To do:
The required output is the exact run of lines below that opens at the line with "of the plaid" and closes at the line with "of the weathered".
= = = = = = =
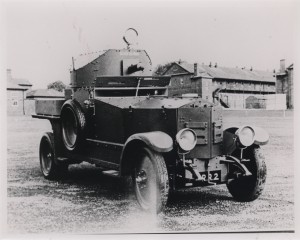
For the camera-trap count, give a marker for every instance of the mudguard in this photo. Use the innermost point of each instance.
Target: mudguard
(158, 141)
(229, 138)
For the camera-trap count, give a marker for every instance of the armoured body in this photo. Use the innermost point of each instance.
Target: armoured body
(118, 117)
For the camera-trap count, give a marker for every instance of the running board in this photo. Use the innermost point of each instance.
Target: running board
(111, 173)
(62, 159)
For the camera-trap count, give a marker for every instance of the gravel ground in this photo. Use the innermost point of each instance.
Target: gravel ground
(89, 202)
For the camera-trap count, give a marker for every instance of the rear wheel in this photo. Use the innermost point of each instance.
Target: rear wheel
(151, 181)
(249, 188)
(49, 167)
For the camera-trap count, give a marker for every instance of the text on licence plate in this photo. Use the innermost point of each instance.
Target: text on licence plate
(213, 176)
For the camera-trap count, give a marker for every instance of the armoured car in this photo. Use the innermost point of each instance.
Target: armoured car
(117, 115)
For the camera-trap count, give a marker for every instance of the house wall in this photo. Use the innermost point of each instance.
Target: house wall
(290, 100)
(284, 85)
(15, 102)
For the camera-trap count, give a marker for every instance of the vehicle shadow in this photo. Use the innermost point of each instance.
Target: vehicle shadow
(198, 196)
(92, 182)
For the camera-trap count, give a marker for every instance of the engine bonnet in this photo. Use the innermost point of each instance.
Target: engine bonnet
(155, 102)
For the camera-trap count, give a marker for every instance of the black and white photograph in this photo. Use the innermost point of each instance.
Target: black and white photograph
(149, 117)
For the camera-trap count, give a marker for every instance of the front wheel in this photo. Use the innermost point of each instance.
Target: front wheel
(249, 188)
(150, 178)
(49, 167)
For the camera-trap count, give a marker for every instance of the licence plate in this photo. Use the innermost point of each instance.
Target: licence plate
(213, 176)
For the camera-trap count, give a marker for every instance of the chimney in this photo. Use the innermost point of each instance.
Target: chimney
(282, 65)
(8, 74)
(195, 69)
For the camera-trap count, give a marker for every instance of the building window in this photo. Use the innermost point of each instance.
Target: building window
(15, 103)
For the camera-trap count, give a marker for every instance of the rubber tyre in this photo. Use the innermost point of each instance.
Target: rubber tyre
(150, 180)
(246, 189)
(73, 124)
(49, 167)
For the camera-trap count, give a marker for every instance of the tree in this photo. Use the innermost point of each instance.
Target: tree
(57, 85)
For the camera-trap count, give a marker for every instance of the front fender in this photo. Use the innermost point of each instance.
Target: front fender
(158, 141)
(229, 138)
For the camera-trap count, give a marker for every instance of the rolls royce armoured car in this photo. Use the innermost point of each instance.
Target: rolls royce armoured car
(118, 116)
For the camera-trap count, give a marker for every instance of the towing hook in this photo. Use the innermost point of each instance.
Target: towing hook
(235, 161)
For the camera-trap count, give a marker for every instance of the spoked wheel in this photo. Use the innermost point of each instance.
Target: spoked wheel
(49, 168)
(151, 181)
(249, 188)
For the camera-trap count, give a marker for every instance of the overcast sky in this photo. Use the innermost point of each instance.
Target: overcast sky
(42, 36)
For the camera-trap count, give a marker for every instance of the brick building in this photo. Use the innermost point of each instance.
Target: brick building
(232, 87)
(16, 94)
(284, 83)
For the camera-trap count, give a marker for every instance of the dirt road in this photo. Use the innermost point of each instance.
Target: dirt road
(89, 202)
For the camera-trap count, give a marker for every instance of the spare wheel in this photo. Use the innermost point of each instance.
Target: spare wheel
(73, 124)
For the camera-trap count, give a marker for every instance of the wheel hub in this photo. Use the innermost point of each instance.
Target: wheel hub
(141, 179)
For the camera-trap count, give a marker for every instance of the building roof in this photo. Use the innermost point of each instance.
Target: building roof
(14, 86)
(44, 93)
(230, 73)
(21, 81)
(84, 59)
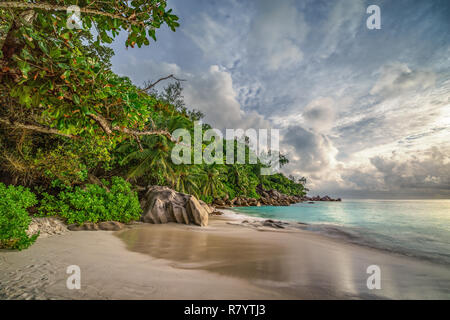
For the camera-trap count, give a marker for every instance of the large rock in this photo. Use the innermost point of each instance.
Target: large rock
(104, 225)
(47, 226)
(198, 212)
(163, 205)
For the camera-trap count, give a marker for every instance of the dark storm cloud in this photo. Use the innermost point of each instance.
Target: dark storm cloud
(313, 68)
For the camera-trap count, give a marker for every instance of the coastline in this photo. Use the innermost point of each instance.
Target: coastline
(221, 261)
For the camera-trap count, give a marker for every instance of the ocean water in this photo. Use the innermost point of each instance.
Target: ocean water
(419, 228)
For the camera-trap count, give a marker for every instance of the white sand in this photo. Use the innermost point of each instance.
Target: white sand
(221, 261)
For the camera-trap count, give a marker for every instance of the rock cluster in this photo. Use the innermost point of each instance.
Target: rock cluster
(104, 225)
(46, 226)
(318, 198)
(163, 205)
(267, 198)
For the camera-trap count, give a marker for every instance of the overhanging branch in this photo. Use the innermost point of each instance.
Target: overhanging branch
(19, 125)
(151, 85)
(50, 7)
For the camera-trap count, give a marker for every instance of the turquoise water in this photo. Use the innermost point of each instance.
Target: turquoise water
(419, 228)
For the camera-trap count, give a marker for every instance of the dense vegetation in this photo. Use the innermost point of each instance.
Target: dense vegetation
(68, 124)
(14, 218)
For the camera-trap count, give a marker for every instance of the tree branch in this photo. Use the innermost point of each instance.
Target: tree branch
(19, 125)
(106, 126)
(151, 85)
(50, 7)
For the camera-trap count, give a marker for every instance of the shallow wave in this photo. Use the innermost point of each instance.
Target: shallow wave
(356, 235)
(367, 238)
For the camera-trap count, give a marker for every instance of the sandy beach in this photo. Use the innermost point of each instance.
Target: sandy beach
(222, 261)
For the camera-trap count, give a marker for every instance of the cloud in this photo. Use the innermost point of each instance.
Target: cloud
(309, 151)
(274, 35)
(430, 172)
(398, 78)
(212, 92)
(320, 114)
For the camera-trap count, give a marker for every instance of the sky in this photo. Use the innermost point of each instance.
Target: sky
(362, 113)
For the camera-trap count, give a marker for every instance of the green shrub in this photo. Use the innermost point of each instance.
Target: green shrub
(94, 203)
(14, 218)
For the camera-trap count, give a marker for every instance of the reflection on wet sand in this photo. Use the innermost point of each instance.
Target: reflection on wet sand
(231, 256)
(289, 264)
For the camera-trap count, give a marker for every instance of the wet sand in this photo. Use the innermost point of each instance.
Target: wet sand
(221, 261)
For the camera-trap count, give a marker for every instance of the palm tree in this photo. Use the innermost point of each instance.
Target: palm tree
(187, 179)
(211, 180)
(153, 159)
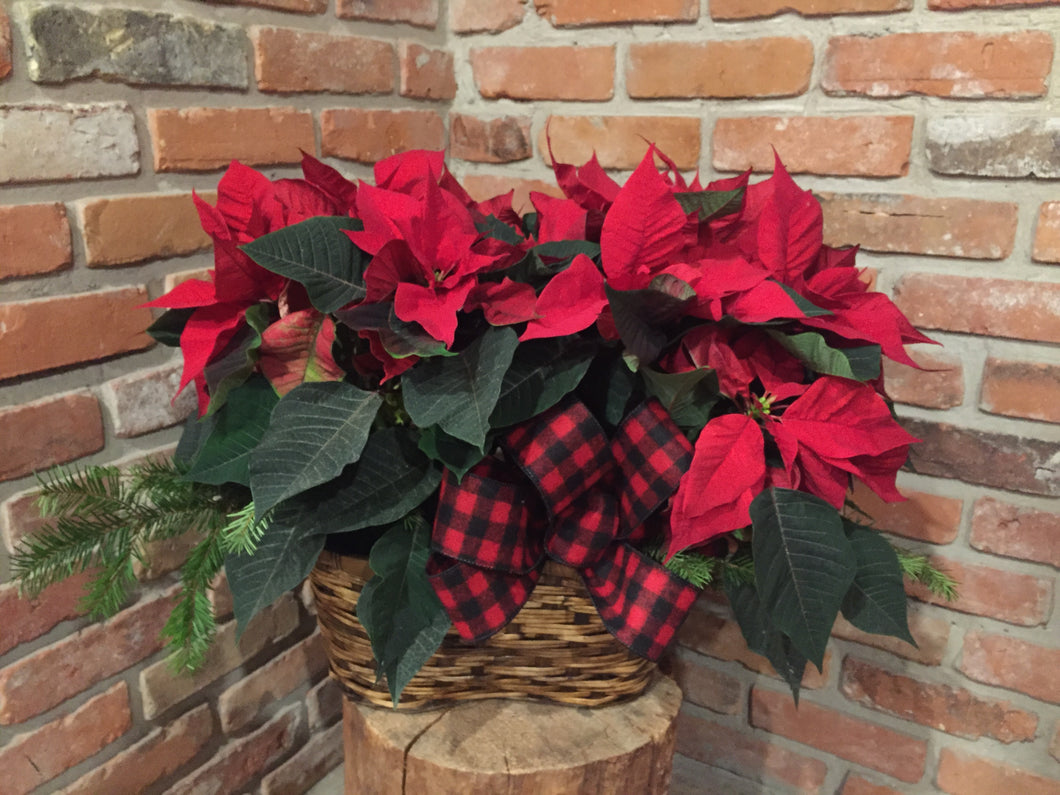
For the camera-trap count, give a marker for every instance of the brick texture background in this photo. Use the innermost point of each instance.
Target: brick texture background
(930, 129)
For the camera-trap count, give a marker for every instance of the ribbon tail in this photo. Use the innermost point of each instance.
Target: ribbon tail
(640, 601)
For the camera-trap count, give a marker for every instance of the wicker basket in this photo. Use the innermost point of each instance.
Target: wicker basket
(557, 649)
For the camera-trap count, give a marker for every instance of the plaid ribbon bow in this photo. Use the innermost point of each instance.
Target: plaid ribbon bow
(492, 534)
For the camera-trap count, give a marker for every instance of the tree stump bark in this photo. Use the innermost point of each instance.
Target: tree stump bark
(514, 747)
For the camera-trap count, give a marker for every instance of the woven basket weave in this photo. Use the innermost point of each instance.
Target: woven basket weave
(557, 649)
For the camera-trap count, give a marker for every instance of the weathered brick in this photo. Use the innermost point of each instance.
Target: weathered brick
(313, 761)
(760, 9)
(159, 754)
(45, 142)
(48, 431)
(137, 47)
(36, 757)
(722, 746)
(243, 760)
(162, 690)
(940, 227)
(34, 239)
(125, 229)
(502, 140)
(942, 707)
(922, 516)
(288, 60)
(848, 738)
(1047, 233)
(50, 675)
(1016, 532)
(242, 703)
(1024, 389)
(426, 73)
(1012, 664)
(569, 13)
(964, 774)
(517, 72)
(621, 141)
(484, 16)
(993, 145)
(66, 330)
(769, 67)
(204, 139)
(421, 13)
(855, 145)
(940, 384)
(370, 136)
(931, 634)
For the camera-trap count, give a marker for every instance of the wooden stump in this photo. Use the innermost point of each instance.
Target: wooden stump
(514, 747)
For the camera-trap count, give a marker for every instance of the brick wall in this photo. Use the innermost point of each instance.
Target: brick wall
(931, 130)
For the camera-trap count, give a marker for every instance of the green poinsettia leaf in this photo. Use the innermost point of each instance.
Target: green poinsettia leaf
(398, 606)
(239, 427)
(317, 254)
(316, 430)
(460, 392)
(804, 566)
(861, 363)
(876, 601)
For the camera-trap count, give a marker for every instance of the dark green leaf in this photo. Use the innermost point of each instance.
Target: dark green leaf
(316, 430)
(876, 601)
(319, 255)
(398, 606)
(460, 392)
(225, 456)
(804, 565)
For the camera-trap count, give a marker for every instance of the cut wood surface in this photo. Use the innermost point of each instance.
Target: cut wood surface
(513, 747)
= = = = = = =
The completed task:
For the camera-trap count, give a marker for every instance of the plaid ribbon bow in this photo. Use the innermost point of each instance.
Target: plaid ribbon bow
(492, 534)
For the camera-trap count, give a marker for every instance of the tree stump bark in this photo. Use the innermost point of each instance.
Target: tree stump bark
(514, 747)
For the camera-trap count, give a marker for every instance of the woven basket weave in this photo. Use the innermost point of each instance.
Target: woven basket weave
(557, 649)
For the camera-trap count, give a marker for every instance of the weathered brick in this photo. Use the innermost point of each instance.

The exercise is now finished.